Source data ::
* start *

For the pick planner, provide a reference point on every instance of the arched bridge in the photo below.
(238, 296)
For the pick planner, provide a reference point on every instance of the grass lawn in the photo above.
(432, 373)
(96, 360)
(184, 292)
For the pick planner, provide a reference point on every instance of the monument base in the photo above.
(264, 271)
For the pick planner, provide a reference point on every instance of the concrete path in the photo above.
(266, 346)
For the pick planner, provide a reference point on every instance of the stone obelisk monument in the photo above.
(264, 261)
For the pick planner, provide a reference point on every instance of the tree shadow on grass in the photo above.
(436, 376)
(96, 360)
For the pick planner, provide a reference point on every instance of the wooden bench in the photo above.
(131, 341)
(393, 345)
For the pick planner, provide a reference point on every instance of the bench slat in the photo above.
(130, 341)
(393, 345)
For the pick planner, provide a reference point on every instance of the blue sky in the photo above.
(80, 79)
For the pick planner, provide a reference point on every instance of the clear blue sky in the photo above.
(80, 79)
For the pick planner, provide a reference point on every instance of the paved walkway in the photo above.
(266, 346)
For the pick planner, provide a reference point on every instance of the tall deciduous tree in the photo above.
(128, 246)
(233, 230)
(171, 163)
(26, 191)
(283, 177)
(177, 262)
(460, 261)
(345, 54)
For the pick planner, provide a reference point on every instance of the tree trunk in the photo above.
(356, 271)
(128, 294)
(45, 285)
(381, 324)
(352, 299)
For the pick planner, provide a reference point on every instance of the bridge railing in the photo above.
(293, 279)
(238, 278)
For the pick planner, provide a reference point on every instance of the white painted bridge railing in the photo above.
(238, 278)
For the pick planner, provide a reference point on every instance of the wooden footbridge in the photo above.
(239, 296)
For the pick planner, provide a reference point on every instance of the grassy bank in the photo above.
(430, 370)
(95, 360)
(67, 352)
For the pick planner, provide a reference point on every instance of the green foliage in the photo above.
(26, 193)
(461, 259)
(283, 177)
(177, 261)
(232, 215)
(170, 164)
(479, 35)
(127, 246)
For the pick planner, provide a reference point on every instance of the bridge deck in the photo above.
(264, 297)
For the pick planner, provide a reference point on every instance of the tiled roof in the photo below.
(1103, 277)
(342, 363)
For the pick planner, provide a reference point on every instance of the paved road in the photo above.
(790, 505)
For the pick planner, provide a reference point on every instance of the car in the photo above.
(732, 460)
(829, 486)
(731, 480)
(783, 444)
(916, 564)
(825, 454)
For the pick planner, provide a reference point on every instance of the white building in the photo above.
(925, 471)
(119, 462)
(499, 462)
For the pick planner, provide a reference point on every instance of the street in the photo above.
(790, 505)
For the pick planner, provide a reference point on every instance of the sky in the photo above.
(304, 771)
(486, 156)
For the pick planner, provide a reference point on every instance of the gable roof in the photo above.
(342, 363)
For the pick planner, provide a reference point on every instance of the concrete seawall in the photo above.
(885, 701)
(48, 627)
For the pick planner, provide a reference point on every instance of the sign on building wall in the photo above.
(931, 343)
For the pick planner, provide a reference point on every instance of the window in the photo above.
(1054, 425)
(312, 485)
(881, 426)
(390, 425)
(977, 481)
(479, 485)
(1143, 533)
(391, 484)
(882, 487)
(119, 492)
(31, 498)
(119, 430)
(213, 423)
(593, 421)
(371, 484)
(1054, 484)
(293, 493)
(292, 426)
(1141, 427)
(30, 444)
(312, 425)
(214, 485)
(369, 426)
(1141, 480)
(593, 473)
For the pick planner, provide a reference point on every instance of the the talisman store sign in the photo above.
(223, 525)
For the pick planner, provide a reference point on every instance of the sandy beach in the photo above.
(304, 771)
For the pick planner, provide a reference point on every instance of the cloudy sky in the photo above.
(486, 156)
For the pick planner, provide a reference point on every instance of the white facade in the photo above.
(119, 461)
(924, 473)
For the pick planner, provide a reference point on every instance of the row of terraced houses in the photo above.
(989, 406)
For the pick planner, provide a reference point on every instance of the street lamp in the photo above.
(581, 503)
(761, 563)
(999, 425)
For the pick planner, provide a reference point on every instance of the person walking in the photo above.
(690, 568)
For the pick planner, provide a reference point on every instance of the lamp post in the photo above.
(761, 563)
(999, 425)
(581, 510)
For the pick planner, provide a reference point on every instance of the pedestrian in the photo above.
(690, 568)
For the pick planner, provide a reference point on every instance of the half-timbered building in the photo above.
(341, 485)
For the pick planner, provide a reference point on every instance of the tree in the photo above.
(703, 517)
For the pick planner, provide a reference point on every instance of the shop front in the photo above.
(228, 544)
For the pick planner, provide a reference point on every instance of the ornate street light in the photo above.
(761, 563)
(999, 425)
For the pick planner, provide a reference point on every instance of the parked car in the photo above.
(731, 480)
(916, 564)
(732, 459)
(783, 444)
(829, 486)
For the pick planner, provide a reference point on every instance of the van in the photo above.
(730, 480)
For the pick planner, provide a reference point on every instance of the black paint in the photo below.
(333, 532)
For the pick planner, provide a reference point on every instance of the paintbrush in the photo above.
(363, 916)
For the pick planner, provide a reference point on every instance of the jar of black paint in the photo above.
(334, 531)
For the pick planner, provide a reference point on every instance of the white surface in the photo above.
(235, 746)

* end *

WHAT YOU ARE ASKED TO DO :: Return all of the source data above word for word, with every line unchanged.

FULL ANSWER ::
For the pick planner, provide a reference point on every instance of the arched bridge in the photo below.
(238, 296)
For the pick planner, provide a reference point on every instance of the grass lawn in the photo above.
(432, 373)
(96, 360)
(184, 292)
For the pick planner, provide a reference point on every instance of the monument base in the photo above.
(264, 271)
For the pick planner, provide a reference point on every instance of the concrete path in the photo above.
(266, 346)
For the pick planner, provide a reference point on every instance of the stone obelisk monument in the photo above.
(264, 261)
For the pick planner, provide a reference point on every instance of the tree shadow on grass in the photo above.
(436, 376)
(96, 360)
For the pick planner, provide a reference point on every instance of the wooden bench in the photo above.
(131, 341)
(393, 345)
For the pick planner, provide a reference point on every instance of the bench slat in the photo above.
(130, 341)
(393, 345)
For the pick planner, provide a reference point on every instance of the blue sky in the photo above.
(80, 79)
For the pick planner, provide a reference point on every instance of the clear blue sky in the photo above.
(80, 79)
For the pick planner, provide a reference point on every instance of the paved walkway in the photo above.
(266, 346)
For the pick planner, provide a reference point on every instance of the tall deciduous tree in the photo above.
(128, 246)
(233, 230)
(171, 163)
(26, 191)
(283, 177)
(177, 262)
(460, 261)
(345, 54)
For the pick planner, provide a reference point on every instance of the tree trunk in the photo above.
(356, 271)
(128, 294)
(45, 285)
(381, 324)
(352, 299)
For the pick planner, provide a reference point on every instance of the bridge railing in the photo above.
(293, 279)
(238, 278)
For the pick planner, provide a reference point on every instance of the white painted bridge railing in the photo above.
(238, 278)
For the pick planner, provide a reference point on every instance of the wooden footbridge in the photo above.
(239, 296)
For the pick planner, provide a reference point on every instance of the grassy bank in the photo above.
(430, 370)
(95, 360)
(67, 352)
For the pick planner, provide a reference point on every instance of the green foliage in the photo above.
(26, 193)
(461, 259)
(283, 177)
(177, 261)
(232, 215)
(170, 164)
(479, 35)
(127, 246)
For the pick planner, provide a reference point on every instance of the bridge deck in the photo above.
(264, 297)
For the pick planner, provide a reference point on every instance of the tiled roof in the photo below.
(1103, 277)
(342, 363)
For the pick planner, provide a reference point on every instance of the paved road in the photo above.
(790, 505)
For the pick planner, provide a reference point on every instance of the car in the photo above.
(732, 460)
(829, 486)
(731, 480)
(783, 444)
(916, 564)
(825, 454)
For the pick planner, provide a reference point on every instance of the white building in the photo above.
(925, 471)
(119, 462)
(499, 462)
For the pick planner, provide a reference point on every instance of the street in the photo above.
(790, 505)
For the pick planner, provide a reference point on every instance of the sky in the photo above.
(304, 771)
(486, 156)
For the pick planner, provide a reference point on every instance of the gable roof in the photo above.
(342, 363)
For the pick planner, provide a reference point on every instance of the concrete seawall in the photo above.
(885, 701)
(48, 627)
For the pick planner, provide a reference point on every instance of the sign on building wall in the photo above.
(931, 343)
For the pick planner, provide a reference point on every instance of the window in the photo above.
(1054, 425)
(312, 485)
(881, 426)
(390, 425)
(977, 481)
(479, 485)
(1143, 533)
(391, 484)
(882, 487)
(119, 492)
(31, 498)
(119, 430)
(213, 423)
(593, 421)
(371, 484)
(1054, 484)
(293, 493)
(292, 426)
(1141, 427)
(30, 444)
(312, 425)
(214, 485)
(369, 426)
(1141, 480)
(593, 473)
For the pick planner, provide a reference point on every instance of the the talisman store sign in the photo above.
(223, 525)
For the pick planner, provide a reference point on every instance of the sandy beach in the photo above.
(304, 771)
For the pick planner, provide a reference point on every instance of the cloudy sky in the photo above.
(486, 156)
For the pick planner, provide a reference point on every instance of the white facade in the photo above.
(119, 461)
(924, 473)
For the pick planner, provide a reference point on every instance of the row of terraced houses in the photo above.
(989, 406)
For the pick planner, provide a reference point on every instance of the street lamp in the photo above.
(581, 503)
(761, 563)
(999, 425)
For the pick planner, provide a reference point on every instance of the person walking in the photo above.
(690, 568)
For the pick planner, provide a reference point on every instance of the lamp post in the photo above.
(761, 563)
(999, 425)
(581, 510)
For the pick planner, provide a reference point on every instance of the pedestrian in the photo above.
(690, 568)
For the pick planner, provide a reference point on every instance of the half-timbered building in the photo above.
(341, 485)
For the pick planner, provide a reference point on every instance of the tree in the photo above.
(703, 517)
For the pick planner, provide a reference point on every instance of the shop front in the photo above.
(228, 544)
For the pick planner, provide a reference point on every instance of the ornate street light in the photo above.
(761, 563)
(999, 425)
For the pick planner, provide a reference point on every instance of the parked car in the photo above.
(731, 480)
(916, 564)
(732, 459)
(783, 444)
(829, 486)
For the pick planner, provide a reference point on every instance of the van in the photo above.
(730, 480)
For the pick planner, provide a reference point on every instance of the black paint in the photo below.
(333, 532)
For the pick planner, provide a reference point on every instance of the paintbrush in the photo above.
(363, 916)
For the pick planner, provide a reference point on every instance of the jar of black paint in the photo above.
(334, 531)
For the pick planner, provide a reference point on every instance of the white surface in the photo above.
(235, 746)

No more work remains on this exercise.